### What you need to do
Please output exactly the lines below, starting at the line that has "x=475, y=459" and ending at the line that has "out the woman", both included; leave out all pictures and include nothing else.

### Data for processing
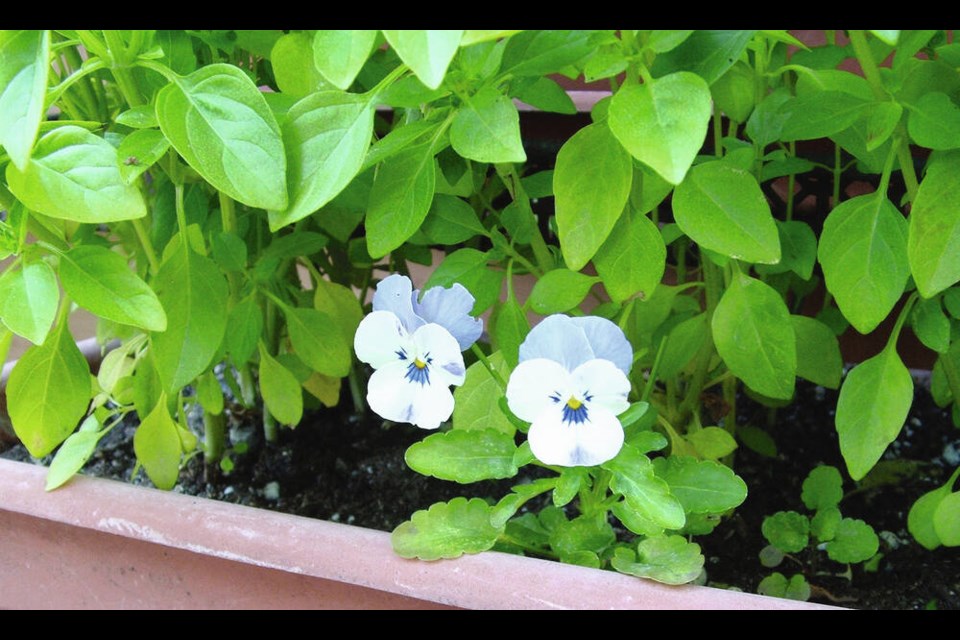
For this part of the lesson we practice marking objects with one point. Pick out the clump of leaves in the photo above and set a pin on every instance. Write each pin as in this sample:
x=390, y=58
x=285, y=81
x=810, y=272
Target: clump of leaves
x=846, y=540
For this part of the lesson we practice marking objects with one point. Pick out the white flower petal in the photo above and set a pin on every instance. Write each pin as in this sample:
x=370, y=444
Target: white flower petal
x=395, y=294
x=606, y=385
x=441, y=347
x=379, y=337
x=607, y=341
x=557, y=338
x=536, y=386
x=450, y=308
x=554, y=441
x=395, y=397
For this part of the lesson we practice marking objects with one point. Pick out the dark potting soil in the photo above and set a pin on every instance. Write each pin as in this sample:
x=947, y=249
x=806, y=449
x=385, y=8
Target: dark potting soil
x=353, y=471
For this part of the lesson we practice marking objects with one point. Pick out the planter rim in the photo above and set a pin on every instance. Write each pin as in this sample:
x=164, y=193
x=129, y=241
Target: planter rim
x=344, y=553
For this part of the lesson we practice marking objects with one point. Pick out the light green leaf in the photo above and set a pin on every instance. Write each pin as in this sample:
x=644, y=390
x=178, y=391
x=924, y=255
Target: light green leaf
x=23, y=88
x=139, y=151
x=339, y=54
x=946, y=520
x=477, y=401
x=646, y=494
x=157, y=445
x=708, y=53
x=798, y=250
x=476, y=36
x=863, y=252
x=663, y=123
x=75, y=175
x=194, y=294
x=712, y=443
x=446, y=530
x=48, y=392
x=464, y=455
x=102, y=282
x=701, y=486
x=873, y=405
x=683, y=343
x=632, y=259
x=560, y=290
x=592, y=184
x=292, y=59
x=933, y=245
x=853, y=541
x=776, y=585
x=920, y=520
x=822, y=488
x=280, y=389
x=74, y=453
x=29, y=297
x=318, y=341
x=487, y=128
x=427, y=52
x=245, y=324
x=723, y=209
x=326, y=136
x=934, y=122
x=540, y=53
x=401, y=197
x=451, y=221
x=787, y=530
x=931, y=325
x=755, y=337
x=218, y=120
x=819, y=114
x=666, y=559
x=818, y=352
x=590, y=534
x=468, y=267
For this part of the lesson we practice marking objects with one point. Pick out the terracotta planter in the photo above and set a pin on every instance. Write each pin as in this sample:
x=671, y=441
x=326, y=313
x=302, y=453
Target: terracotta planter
x=98, y=543
x=103, y=544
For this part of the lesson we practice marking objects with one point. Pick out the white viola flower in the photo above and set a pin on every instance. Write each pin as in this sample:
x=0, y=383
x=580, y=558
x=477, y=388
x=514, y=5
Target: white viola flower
x=570, y=385
x=413, y=371
x=449, y=308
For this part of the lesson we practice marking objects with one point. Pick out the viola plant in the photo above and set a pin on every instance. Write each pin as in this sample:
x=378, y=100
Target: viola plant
x=225, y=202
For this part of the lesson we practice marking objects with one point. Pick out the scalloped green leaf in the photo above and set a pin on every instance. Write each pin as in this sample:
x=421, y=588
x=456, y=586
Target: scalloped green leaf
x=446, y=530
x=666, y=559
x=464, y=456
x=701, y=486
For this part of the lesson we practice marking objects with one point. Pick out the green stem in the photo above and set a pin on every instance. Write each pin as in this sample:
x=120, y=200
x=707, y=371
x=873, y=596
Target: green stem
x=146, y=245
x=214, y=437
x=901, y=319
x=482, y=357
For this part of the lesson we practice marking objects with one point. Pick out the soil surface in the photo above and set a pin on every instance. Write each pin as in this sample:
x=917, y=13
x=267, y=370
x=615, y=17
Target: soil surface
x=353, y=471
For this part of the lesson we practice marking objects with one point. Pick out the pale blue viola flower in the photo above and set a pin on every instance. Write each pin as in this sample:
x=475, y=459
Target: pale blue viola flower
x=449, y=308
x=570, y=385
x=413, y=371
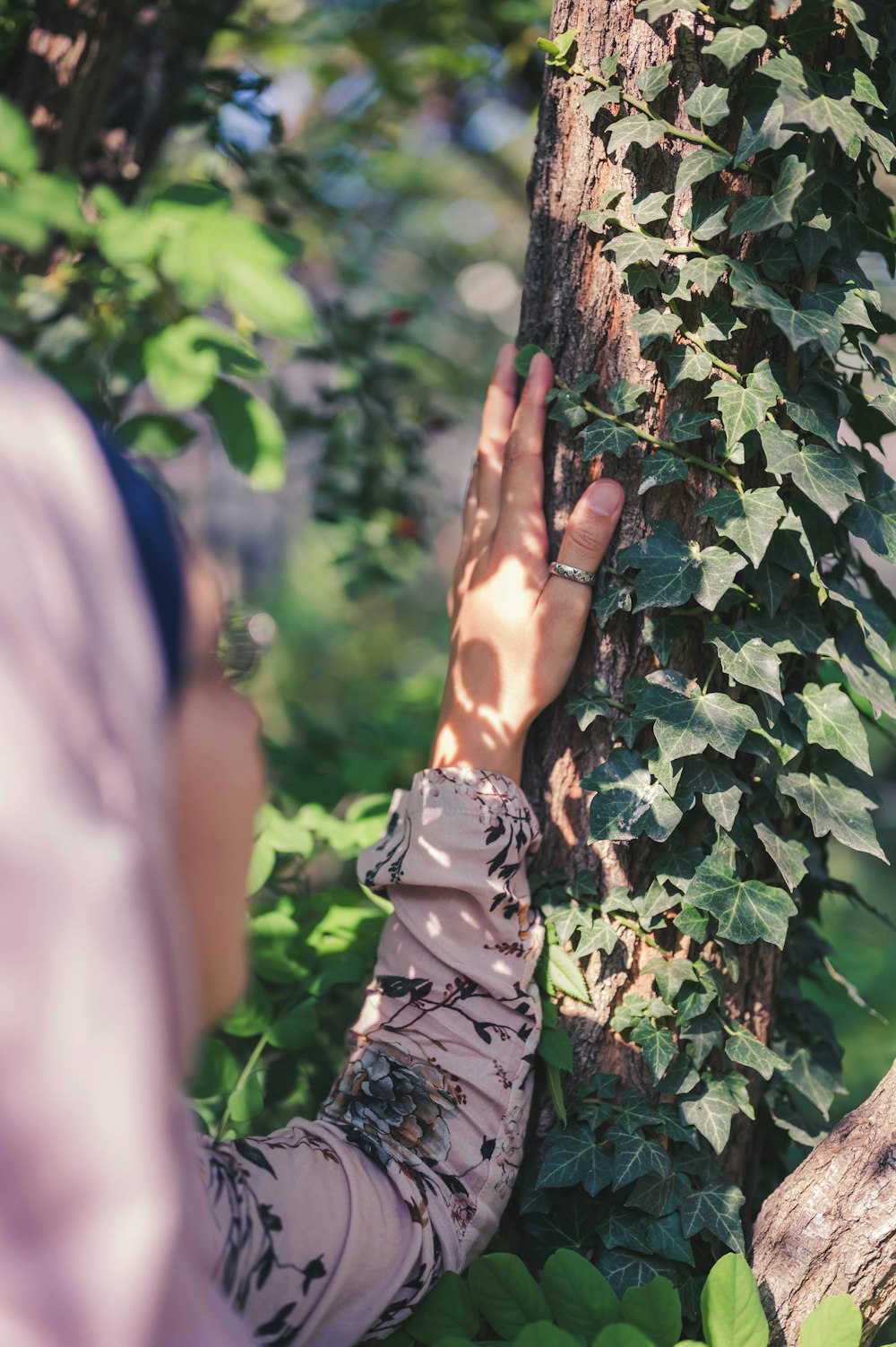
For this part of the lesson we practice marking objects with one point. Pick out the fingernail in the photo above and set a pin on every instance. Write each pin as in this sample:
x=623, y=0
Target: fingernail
x=607, y=498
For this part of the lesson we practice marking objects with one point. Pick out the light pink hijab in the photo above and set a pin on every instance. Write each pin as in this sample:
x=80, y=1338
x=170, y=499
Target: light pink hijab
x=101, y=1218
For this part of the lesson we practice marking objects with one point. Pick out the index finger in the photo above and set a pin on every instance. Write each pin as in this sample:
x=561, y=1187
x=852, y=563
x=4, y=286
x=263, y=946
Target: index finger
x=521, y=514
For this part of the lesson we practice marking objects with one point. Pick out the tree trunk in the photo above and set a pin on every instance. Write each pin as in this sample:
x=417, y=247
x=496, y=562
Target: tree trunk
x=831, y=1224
x=574, y=302
x=103, y=83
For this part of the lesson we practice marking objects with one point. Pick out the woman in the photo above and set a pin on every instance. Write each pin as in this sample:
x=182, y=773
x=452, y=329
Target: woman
x=128, y=782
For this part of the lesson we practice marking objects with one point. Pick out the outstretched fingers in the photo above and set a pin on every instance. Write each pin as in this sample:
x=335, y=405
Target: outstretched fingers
x=586, y=538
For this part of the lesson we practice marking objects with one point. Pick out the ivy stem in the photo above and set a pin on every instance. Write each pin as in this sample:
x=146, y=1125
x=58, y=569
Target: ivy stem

### Result of the exercise
x=475, y=459
Target: pale blue viola flower
x=449, y=308
x=570, y=385
x=413, y=371
For this part of the lesson we practice marking objects with one point. Pick out the fingernail in the photo above and set a pin on every instance. Write each pin as in this sample:
x=623, y=0
Target: fingernail
x=607, y=498
For this part of the lesson we practice marking objects with one point. Pick out the light pink hijab in the photo above and set a pin on every instance. Write each pin as in this sample:
x=80, y=1338
x=170, y=499
Target: light pink hijab
x=101, y=1218
For this part of the lesson we practice marking objects with one point. Pick out the index finger in the photo above and set a pin on every instance. Write each pin as in this sample:
x=561, y=1187
x=852, y=563
x=4, y=286
x=263, y=946
Target: index finger
x=521, y=514
For this part of the lesson we practice marking objects with one point. Pick out the tree trunk in the photo above and set a pin on every instance. Write each pin as in this sample:
x=417, y=247
x=496, y=562
Target: tree trunk
x=831, y=1224
x=574, y=302
x=103, y=83
For this part of the lesson we practice marking objects with one point. Pick out the woman in the photo above and set a pin on every instance. Write each pin as in this sample:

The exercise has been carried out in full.